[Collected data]
────────────────

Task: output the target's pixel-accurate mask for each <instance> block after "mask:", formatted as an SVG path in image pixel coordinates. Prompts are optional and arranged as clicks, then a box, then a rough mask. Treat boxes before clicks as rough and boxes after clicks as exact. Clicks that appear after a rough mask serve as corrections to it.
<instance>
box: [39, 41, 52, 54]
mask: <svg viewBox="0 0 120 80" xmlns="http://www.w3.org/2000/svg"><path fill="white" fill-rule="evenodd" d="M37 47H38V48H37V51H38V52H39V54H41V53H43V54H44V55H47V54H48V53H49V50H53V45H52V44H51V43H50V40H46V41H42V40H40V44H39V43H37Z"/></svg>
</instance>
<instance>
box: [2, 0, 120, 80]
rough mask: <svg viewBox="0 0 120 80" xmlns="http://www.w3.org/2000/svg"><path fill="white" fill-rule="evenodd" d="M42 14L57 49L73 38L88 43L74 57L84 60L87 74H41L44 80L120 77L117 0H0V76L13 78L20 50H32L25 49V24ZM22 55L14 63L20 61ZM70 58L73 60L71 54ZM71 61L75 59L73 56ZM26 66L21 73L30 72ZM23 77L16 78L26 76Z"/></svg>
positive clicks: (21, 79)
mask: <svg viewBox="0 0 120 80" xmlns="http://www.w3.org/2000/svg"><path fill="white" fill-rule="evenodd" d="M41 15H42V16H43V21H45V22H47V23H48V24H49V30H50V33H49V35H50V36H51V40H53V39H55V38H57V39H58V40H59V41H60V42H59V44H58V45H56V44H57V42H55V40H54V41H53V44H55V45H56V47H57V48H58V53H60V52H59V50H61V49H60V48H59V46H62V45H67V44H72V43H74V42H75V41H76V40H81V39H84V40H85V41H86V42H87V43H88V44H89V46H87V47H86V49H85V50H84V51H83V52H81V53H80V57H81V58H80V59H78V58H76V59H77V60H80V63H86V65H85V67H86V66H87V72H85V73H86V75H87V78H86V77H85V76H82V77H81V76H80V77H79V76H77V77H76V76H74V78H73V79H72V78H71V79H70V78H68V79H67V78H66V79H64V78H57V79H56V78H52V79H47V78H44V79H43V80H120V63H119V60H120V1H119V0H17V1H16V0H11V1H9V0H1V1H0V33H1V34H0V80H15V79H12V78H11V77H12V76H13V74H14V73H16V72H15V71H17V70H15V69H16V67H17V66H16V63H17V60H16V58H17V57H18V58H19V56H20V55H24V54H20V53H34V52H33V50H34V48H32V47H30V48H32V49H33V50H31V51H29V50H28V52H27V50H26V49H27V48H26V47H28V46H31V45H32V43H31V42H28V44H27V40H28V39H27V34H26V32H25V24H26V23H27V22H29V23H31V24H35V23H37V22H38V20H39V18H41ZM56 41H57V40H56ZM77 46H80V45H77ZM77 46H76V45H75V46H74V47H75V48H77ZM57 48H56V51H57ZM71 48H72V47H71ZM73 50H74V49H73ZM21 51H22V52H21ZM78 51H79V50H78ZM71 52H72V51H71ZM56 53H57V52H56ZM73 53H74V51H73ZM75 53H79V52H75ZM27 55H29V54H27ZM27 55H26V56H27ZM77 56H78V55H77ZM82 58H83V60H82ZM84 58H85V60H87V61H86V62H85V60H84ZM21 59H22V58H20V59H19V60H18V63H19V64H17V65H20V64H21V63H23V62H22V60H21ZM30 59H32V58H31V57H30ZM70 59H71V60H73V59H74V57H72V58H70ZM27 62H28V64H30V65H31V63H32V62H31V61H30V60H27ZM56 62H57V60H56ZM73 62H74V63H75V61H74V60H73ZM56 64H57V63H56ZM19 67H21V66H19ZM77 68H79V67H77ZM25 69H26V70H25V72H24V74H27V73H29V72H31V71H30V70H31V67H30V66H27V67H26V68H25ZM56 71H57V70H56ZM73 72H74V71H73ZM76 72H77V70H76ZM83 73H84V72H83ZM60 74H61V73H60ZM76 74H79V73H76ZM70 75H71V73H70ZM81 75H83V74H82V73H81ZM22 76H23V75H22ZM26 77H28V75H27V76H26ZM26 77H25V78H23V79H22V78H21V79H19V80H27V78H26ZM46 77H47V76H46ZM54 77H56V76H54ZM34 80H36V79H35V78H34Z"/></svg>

────────────────

• Work to complete: Pick out and copy each line of the material that contains the string "rough". Case counts.

• Result:
Task: output the target's pixel-accurate mask for each <instance> block after "mask:", formatted as an SVG path in image pixel coordinates. Prompts are optional and arranged as clicks, then a box, then a rough mask. Treat boxes before clicks as rough and boxes after clicks as exact. Clicks that appear after a rough mask serve as corrections to it.
rough mask: <svg viewBox="0 0 120 80" xmlns="http://www.w3.org/2000/svg"><path fill="white" fill-rule="evenodd" d="M42 14L57 49L73 38L88 43L74 57L84 60L87 74H41L44 80L120 77L117 0H0V76L13 78L20 50H32L25 49V24ZM22 55L14 63L20 61ZM70 58L73 60L71 54ZM71 61L75 59L73 56ZM26 66L21 73L30 72ZM23 77L16 78L26 76Z"/></svg>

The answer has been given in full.